→ **GIVEN EXERCISE**: Reproduce the items starting with the line containing "Pick out the row" and going on through the line containing "pixel 147 220", swapping "mountain ridge" for "mountain crest" and leaving everything else as it is.

++++ THE INPUT ++++

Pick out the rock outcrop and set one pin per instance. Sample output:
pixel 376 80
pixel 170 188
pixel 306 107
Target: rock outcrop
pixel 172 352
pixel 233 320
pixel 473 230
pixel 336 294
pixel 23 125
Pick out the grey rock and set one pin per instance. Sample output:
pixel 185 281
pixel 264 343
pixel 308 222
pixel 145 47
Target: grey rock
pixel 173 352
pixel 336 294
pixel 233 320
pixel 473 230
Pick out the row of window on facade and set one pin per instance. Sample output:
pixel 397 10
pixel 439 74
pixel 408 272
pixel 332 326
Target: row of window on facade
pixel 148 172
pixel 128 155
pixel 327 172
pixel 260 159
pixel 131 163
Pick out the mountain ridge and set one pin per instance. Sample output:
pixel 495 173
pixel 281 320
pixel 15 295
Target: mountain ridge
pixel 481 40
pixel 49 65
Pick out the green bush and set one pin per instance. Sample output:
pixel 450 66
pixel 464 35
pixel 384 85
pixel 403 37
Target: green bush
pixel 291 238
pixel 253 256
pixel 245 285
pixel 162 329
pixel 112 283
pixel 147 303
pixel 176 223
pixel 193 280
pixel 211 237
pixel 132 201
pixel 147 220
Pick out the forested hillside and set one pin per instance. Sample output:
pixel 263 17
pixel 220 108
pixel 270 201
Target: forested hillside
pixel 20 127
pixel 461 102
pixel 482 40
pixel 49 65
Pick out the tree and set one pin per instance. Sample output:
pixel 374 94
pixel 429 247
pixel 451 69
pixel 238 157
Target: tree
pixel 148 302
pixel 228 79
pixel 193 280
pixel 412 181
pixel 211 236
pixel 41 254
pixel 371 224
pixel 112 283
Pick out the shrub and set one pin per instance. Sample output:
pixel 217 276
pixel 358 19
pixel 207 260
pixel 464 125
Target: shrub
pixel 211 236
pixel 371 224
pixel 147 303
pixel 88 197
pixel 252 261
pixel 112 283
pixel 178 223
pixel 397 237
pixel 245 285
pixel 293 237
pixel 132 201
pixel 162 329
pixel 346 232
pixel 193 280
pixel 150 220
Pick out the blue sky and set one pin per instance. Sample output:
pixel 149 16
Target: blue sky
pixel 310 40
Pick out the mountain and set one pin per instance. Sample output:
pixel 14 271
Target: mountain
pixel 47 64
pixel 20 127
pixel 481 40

++++

→ **FINISHED EXERCISE**:
Pick out the row of window on facade and set one pin per instance. Sample output:
pixel 397 10
pixel 439 74
pixel 408 272
pixel 332 326
Target: row of window on facade
pixel 148 172
pixel 128 155
pixel 327 172
pixel 260 159
pixel 131 163
Pick out the mountain crest and set one pin per instance. Sample output:
pixel 495 173
pixel 281 320
pixel 15 295
Target: mountain crest
pixel 481 40
pixel 49 65
Pick out the green bush and set one pin per instance. Sample output:
pixel 450 66
pixel 464 35
pixel 384 85
pixel 403 37
Target: green bush
pixel 291 238
pixel 253 256
pixel 245 285
pixel 162 329
pixel 112 283
pixel 147 303
pixel 176 223
pixel 193 280
pixel 211 237
pixel 132 201
pixel 147 220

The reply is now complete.